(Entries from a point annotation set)

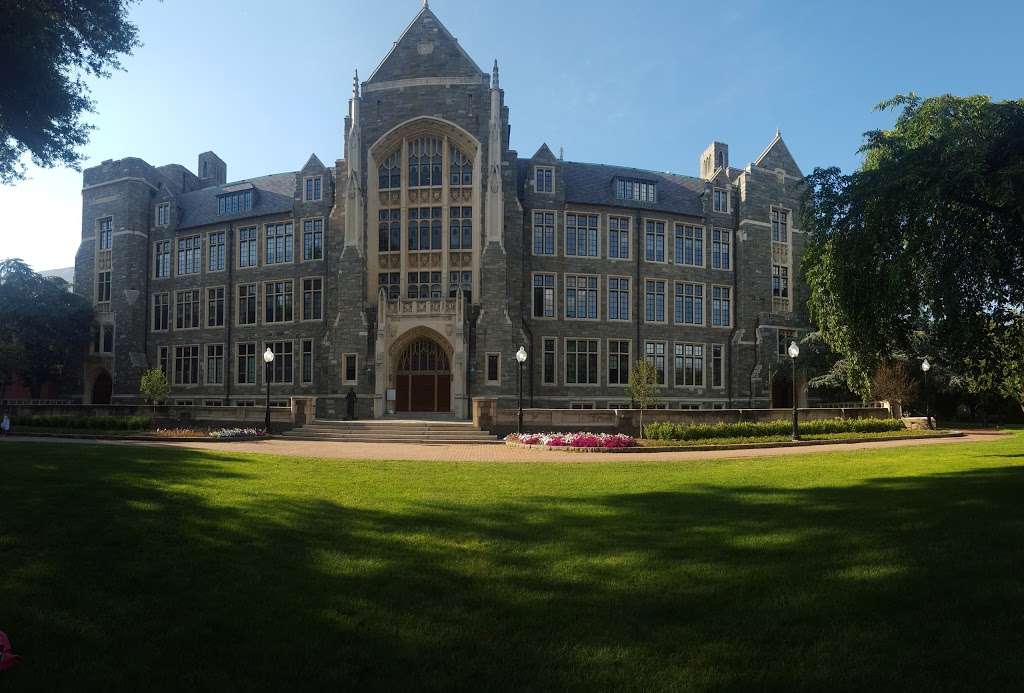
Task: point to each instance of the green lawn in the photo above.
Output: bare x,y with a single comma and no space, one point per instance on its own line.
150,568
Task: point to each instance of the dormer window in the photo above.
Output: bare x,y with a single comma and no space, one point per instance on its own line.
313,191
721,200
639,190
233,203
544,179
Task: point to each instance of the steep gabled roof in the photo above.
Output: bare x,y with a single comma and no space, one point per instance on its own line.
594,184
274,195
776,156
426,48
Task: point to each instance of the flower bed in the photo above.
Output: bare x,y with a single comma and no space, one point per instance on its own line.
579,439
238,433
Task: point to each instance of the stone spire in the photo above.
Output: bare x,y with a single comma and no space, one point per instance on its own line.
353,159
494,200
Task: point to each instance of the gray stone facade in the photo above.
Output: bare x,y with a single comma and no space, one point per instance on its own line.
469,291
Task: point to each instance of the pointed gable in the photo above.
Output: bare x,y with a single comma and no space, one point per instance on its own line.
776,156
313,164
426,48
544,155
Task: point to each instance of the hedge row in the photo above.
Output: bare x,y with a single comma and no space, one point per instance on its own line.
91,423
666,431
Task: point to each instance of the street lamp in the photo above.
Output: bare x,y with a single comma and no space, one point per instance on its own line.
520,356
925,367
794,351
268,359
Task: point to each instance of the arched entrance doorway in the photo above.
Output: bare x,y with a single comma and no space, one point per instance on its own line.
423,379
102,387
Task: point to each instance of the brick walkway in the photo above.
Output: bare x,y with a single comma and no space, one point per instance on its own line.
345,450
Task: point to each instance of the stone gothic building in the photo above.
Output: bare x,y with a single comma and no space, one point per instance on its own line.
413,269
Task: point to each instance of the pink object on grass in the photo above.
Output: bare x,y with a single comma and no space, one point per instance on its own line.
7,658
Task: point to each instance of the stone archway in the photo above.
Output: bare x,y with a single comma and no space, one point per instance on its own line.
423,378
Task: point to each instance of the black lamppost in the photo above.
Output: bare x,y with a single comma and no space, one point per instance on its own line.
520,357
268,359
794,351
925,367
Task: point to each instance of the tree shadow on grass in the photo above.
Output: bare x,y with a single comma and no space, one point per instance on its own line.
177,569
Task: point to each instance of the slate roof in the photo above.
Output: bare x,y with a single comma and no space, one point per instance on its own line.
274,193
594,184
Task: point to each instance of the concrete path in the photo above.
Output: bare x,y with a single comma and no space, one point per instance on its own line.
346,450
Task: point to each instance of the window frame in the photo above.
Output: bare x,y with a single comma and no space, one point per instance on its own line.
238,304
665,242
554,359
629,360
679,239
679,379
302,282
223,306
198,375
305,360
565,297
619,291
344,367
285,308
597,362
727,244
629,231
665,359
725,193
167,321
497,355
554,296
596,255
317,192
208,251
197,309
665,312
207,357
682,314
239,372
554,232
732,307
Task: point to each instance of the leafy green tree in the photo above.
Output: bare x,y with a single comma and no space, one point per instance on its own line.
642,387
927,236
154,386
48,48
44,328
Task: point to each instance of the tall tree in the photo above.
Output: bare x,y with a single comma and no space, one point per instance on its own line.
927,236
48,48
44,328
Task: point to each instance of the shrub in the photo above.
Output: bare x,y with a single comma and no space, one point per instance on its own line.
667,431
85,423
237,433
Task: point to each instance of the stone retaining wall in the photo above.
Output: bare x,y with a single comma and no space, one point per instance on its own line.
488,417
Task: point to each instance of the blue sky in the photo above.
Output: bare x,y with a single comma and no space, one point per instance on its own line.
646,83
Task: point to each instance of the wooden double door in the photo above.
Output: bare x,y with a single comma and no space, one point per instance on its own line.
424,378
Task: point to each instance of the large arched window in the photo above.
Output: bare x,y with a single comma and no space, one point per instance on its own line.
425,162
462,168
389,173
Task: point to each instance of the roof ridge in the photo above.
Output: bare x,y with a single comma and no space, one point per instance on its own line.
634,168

▶ [Exercise details]
Rewrite all of these lines with "one point per instance" replaced by "one point per object" and nothing else changed. Leave the pictures out.

▶ [Written answer]
Task: point to each instance of the green lawn in the photo above.
Output: bare x,y with a single comma and no space, one point per object on its own line.
150,568
Task: point to each instance of the dormer window in the photo above.
Output: bare x,y with a single comma and no space, one point per object on its own line.
313,191
721,200
639,190
233,203
544,179
Task: point to each instance of the steep gabled roof in the photo above.
Output: bare x,y with a single comma and no space, one point per object on its own line.
594,184
274,195
776,156
426,48
Task: point to each instance of the flower bed in the photo above.
Output: bare x,y with a single comma and no space, one point per object on its own line.
579,439
238,433
Task: point to each instance of the stone spire in the photo above.
Output: bare x,y with a single comma and no space, one point per object on its own line.
353,159
494,200
Task: point to each instance of the gray stone facade in the photo above.
Output: bare x,y with a single comma and no space, one point per object on its own line.
469,291
Task: point to each instance of the pointed gable in the photo above.
Output: bare x,y with a single comma and no space, one point per object on its own line.
776,156
313,164
426,48
544,155
Task: point to each instance of the hedge row in the photo above.
Output: bare x,y with a single comma and no space, one point per object on its own line.
91,423
666,431
Task: point to each instance of the street lamp in the photo above.
Output: bare x,y with a single comma and no space, one point per object on its own line.
520,356
925,367
794,351
268,359
Task: point to each instance of the arched entrance doorway in the photo above.
Output: bare x,y with a single comma and no space, one point per object on its own line.
423,379
102,387
Task: point to each instance of the brick walkway in the photo above.
Output: bare x,y with a single comma and no space, one point per object on its own line.
345,450
Task: point to each instance of the stone gothic building in the photo above.
Output: bare x,y with a single comma and no space, one point per object on its own line.
413,269
Task: point to each instance of the pink object on grass in the photo above.
Output: bare x,y with a single comma and no space, one point per object on its own line.
7,658
Task: point to each instance of the stone archway in the photo above.
Output: bare x,y with a single comma and no space, one point per object on its own line.
423,378
Task: point to each instance of the black lamppost in the photo above.
Output: bare x,y with a single comma and no space, one point per object on its own line.
520,357
268,359
794,351
925,367
Task: point to each instance of the tree shadow on grass in the photo above.
Output: bare x,y with a single comma and no space, one point per object on its own line.
177,569
Task: point to each instance of the slate roof in the photo above.
Output: bare x,y with a single comma and no space, one point per object on its own line.
274,193
594,184
Task: point to each instance of the concrete path in the photo above.
Output: bare x,y with a single comma and no space, one point per object on its own line.
346,450
Task: point to each instance of the window frame in the photo above.
Output: bare x,y with a single comma and no space, one point per object on its own line.
238,304
665,242
554,359
629,360
679,239
679,379
302,282
223,306
198,375
305,360
565,297
619,291
344,367
285,308
597,362
727,244
629,231
665,359
725,193
167,321
497,355
554,296
596,255
317,192
208,251
197,309
665,312
207,357
682,314
239,372
554,232
732,307
Task: point to each instance of the leafy green tree in the photo above.
Output: bare x,y with a single comma and no space, one point per object on its own line.
642,387
927,236
154,386
48,48
44,328
Task: point to each instance of the tall tree in the photo above.
Output: bare x,y with a single comma and no space, one point per object on its own line.
927,236
48,48
44,328
Task: point to each instance of the shrub in the photo above.
Output: bare x,y with a single comma and no space, one point per object on its own line.
667,431
85,423
237,433
Task: point to each instance of the stone retaining wall in the photo above.
Output: bare x,y with a single comma and no space, one point per object on its own line.
488,417
Task: point to each instance of the blue sky in the photo above.
Output: bare x,y with a single comma and no space, one point per object on its own line.
646,83
Task: point to each instance of the wooden double door in the photo above.
Output: bare x,y with a single comma and no space, one point per object on its own line.
424,378
Task: point to each instance of the large arched window in the photo above.
Output: bare x,y with a single comma and no space, one point per object on its own line.
425,162
462,168
389,173
Task: point to each instance of the roof ridge in the photo above.
Output: bare x,y with a single comma and no space, one point per object on its own line.
634,168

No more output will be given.